→ Excerpted passage:
BEGIN

Wednesday, December 1, 2021

​Moths to a Flame – Part 1, The Inspiration

Like moths to a flame, we are once again drawn to spending time on the only place on earth you can see the dark blue of the world’s oceans: the world’s oceans themselves. We are again going cruising, even after having been dismayed and discouraged by the debacle of our last cruise back in 2014, where for a daily cost of almost five hundred dollars a day, we were fed food that was just plain awful. My wife and I had decided to reenact our memorable first cruise aboard the old Norwegian Cruise Lines Sunward II twenty-five years earlier, but things have changed. Out of four main dining room meals, we sent three of them back as inedible. We unbelievably lost weight on a cruise, a holiday Christmas holiday cruise at that! If it had not been for custom made pizzas and pasta on the Lido deck, we might have starved. Obviously we’ve changed cruise lines for our upcoming cruise.

Ilse with the M/S Sunward II, Nassau, November 1989. Our first Cruise.

We met two young, talented musicians from Patagonia during that otherwise lackluster cruise, a delightful, married couple who sang and played guitar. We had friendly chats with Dani and Seba between sets and ended up watching them whenever we had the chanceWe enjoyed their personalities, and we loved their music. We have followed them as SuperNova Duo on Facebook ever since, even through the trials and tribulations of the Covid epidemic which has altered our entire world. 

We watched them from thousands of miles away as they did a tour with Disney Cruises, and later, after Covid struck, when they were at home in Bariloche in the beautiful, snowy mountains of Argentina.  

They announced earlier this year they were coming to Florida with Celebrity Cruises, doing the mandatory quarantines and reassignments off the Florida coast. They were booked on the Celebrity Millennium, headed to Alaska. That’s when our deep seated wanderlust decided to flare up yet once again.

Ilse on the tender "Little Norway" approaching the S/S Norway, St. Thomas, USVI, 1992

An Alaska cruise had always been on our to do list, at least until 2014 when our desire to cruise was prematurely extinguished. I began to study the Millennium. She appears to be an older, medium size ship at around two thousand passengers. She’s perfect for us. No way are we getting on a ship that engorges – and disgorges – five thousand passengers at a time. We decided to pursue the possibility of cruising Alaska, one of our two bucket list cruises - the other is a full transit of the Panama Canal - perhaps in a year or two after the world has stabilized enough to get back on a boat. Covid restrictions and precautions are absolutely paramount to us, we have absolutely no desire to contract the disease. Period.

We were curious about the Millennium's itinerary and when the winter schedule announced the ship was being re-positioned for eastern Caribbean cruises, we decided to finally treat ourselves to a long overdue cruise. We carefully selected a ten-day cruise with lots of open ocean time and several ports we haven't yet visited. 

We also researched Celebrity Cruise Lines and we liked what we found. While many of the changes we’ve come to dislike or avoid are now industry wide standards, Celebrity appears to offer more of our style and relaxation for a more inclusive, higher but still reasonable cost. The extra cost drink packages – and especially WiFi packages, can still blow an unsuspecting cruiser’s budget out of the water, so to speak, but the regular fare, passage services and amenities seem far more in line with what remember from past cruises.

END

→ What you need to do:
[a] Return the part of the cruise post from "We were curious" to "haven't yet visited.".
[b] In the cruise post, which ship were Dani and Seba booked on, headed to Alaska?
[c] Rewrite as a short list the paragraph of the cruise post that begins "An Alaska cruise had always been on our to do list", keeping its main facts.

→ Data under study:
BEGIN

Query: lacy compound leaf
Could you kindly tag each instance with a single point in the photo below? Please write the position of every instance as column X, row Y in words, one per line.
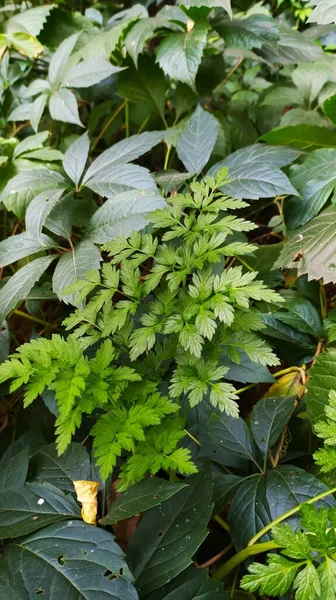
column 311, row 249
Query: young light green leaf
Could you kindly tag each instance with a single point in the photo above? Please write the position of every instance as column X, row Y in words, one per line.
column 196, row 142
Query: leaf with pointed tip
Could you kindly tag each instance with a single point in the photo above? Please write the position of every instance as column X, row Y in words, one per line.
column 154, row 552
column 141, row 497
column 21, row 189
column 311, row 249
column 75, row 158
column 61, row 471
column 196, row 142
column 14, row 470
column 124, row 152
column 59, row 61
column 180, row 54
column 63, row 107
column 119, row 178
column 20, row 284
column 254, row 171
column 73, row 266
column 89, row 72
column 53, row 554
column 122, row 214
column 145, row 85
column 269, row 416
column 29, row 21
column 32, row 506
column 21, row 245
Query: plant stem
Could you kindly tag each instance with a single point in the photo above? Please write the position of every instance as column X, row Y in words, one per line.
column 238, row 558
column 222, row 523
column 165, row 166
column 20, row 313
column 288, row 514
column 116, row 112
column 127, row 119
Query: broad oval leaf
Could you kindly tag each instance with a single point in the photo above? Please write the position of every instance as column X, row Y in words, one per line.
column 73, row 266
column 20, row 284
column 89, row 72
column 268, row 418
column 122, row 214
column 180, row 54
column 22, row 245
column 254, row 171
column 311, row 249
column 196, row 142
column 140, row 497
column 262, row 498
column 21, row 189
column 54, row 554
column 167, row 537
column 124, row 152
column 61, row 471
column 30, row 507
column 63, row 107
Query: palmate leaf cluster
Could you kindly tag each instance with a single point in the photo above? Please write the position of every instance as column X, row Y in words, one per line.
column 306, row 561
column 171, row 302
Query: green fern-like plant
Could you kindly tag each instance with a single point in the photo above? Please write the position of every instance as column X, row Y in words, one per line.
column 161, row 315
column 306, row 562
column 326, row 430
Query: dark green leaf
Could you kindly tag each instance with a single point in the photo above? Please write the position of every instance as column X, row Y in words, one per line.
column 27, row 508
column 53, row 555
column 306, row 137
column 254, row 171
column 168, row 535
column 61, row 471
column 262, row 498
column 311, row 249
column 140, row 497
column 268, row 418
column 322, row 380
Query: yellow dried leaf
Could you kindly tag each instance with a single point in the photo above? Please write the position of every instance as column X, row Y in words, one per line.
column 87, row 492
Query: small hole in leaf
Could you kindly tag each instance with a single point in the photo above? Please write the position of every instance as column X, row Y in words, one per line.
column 110, row 575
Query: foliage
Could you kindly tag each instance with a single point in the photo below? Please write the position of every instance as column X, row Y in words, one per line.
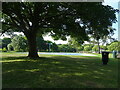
column 19, row 43
column 87, row 48
column 10, row 47
column 114, row 46
column 95, row 48
column 4, row 50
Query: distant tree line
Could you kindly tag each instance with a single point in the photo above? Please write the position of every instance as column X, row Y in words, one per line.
column 19, row 43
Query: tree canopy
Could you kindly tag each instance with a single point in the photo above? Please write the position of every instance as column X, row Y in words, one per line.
column 61, row 19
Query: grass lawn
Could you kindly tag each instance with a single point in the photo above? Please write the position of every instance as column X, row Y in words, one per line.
column 55, row 71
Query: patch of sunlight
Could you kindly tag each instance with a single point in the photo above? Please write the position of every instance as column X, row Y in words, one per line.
column 12, row 60
column 79, row 74
column 98, row 72
column 32, row 70
column 55, row 62
column 65, row 74
column 106, row 70
column 44, row 64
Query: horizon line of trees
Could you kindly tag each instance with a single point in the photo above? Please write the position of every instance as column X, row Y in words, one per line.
column 19, row 43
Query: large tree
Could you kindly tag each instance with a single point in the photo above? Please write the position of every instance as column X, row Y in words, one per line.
column 60, row 19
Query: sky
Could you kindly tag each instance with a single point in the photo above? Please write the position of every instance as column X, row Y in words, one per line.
column 113, row 3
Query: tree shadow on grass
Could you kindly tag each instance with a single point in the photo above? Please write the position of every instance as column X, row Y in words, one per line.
column 58, row 71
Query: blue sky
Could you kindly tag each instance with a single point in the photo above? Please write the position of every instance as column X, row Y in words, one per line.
column 114, row 4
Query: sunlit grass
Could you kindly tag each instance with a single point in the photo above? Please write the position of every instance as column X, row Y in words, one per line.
column 56, row 71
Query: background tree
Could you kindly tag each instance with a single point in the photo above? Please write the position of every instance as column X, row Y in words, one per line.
column 114, row 46
column 19, row 43
column 5, row 42
column 10, row 47
column 60, row 19
column 87, row 48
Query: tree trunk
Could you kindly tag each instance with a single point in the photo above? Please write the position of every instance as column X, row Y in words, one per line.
column 32, row 45
column 98, row 47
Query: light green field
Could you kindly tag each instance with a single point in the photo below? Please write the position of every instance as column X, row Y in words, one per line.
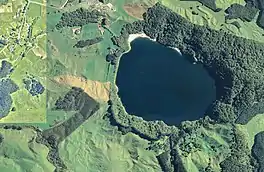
column 101, row 147
column 19, row 152
column 253, row 127
column 216, row 137
column 205, row 16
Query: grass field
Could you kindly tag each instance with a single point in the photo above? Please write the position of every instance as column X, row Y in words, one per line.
column 253, row 127
column 19, row 152
column 101, row 147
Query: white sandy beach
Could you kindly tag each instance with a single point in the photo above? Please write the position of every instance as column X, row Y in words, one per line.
column 139, row 35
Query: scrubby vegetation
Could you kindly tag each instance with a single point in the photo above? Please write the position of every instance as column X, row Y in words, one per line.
column 88, row 42
column 245, row 13
column 248, row 12
column 78, row 17
column 258, row 150
column 5, row 69
column 33, row 86
column 3, row 2
column 7, row 87
column 75, row 100
column 234, row 63
column 240, row 159
column 208, row 3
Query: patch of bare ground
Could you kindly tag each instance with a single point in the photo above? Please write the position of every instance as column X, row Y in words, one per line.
column 136, row 10
column 95, row 89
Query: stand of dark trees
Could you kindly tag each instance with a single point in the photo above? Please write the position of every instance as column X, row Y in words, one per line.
column 88, row 42
column 258, row 150
column 239, row 160
column 3, row 2
column 208, row 3
column 235, row 63
column 78, row 17
column 247, row 12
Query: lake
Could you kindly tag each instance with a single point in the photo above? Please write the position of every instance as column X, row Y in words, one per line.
column 158, row 83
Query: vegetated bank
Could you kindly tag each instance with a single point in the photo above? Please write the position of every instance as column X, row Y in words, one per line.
column 158, row 83
column 235, row 63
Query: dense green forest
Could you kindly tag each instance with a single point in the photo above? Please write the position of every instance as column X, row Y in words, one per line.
column 235, row 63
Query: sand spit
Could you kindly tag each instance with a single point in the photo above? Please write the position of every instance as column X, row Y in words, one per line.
column 97, row 90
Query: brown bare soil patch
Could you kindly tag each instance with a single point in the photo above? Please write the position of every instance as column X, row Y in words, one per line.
column 136, row 10
column 97, row 90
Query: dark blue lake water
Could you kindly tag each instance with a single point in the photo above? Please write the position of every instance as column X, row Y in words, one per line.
column 158, row 83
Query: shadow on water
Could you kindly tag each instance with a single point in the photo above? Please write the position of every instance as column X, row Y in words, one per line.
column 158, row 83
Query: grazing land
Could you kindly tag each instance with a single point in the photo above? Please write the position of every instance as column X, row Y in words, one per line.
column 60, row 105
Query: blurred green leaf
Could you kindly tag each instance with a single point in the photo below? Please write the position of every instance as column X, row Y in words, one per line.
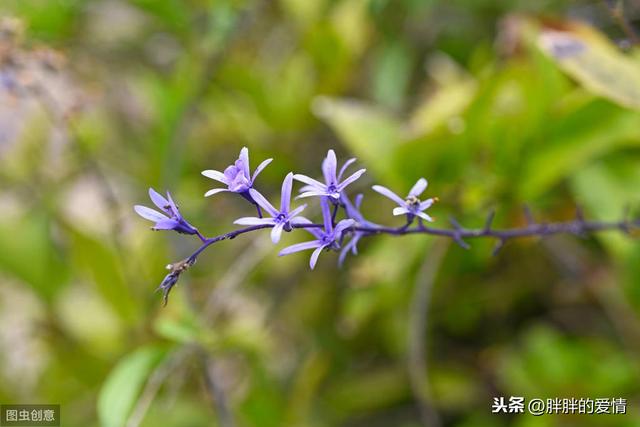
column 589, row 57
column 103, row 265
column 593, row 130
column 124, row 383
column 368, row 131
column 31, row 257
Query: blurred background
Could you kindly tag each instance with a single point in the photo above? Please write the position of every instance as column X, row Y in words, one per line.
column 498, row 103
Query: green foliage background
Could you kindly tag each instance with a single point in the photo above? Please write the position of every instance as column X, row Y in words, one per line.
column 149, row 93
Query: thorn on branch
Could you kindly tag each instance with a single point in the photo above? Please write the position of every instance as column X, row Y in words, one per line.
column 457, row 237
column 528, row 215
column 489, row 221
column 499, row 244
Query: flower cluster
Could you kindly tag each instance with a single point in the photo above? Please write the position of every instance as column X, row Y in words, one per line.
column 329, row 235
column 332, row 233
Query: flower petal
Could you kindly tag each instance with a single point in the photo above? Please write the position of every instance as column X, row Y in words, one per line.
column 329, row 165
column 400, row 211
column 253, row 220
column 314, row 257
column 300, row 247
column 158, row 200
column 352, row 178
column 259, row 169
column 314, row 193
column 297, row 210
column 426, row 204
column 166, row 224
column 174, row 208
column 215, row 191
column 217, row 175
column 148, row 213
column 326, row 215
column 343, row 225
column 300, row 220
column 424, row 216
column 276, row 232
column 285, row 195
column 389, row 194
column 244, row 159
column 263, row 202
column 418, row 187
column 310, row 181
column 345, row 166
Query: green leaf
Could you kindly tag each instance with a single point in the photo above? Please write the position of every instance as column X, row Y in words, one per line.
column 31, row 258
column 585, row 134
column 591, row 59
column 369, row 132
column 101, row 262
column 124, row 384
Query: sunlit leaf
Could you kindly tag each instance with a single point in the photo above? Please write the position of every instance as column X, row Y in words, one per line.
column 594, row 62
column 124, row 384
column 368, row 131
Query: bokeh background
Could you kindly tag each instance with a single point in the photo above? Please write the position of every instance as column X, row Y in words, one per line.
column 498, row 103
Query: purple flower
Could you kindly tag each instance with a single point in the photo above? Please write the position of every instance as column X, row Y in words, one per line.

END

→ Answers given:
[a]
We were curious about the Millennium's itinerary and when the winter schedule announced the ship was being re-positioned for eastern Caribbean cruises, we decided to finally treat ourselves to a long overdue cruise. We carefully selected a ten-day cruise with lots of open ocean time and several ports we haven't yet visited.

[b] The Celebrity Millennium.

[c]
- An Alaska cruise was on the couple's to-do list until 2014, when their desire to cruise faded.
- The Millennium appears to be an older, medium-size ship of about two thousand passengers, which suits them.
- They refuse to board a ship carrying five thousand passengers at a time.
- Alaska is one of their two bucket-list cruises; the other is a full transit of the Panama Canal.
- They considered it for a year or two later, once the world stabilized.
- Covid restrictions and precautions are paramount to them, and they have no desire to contract the disease.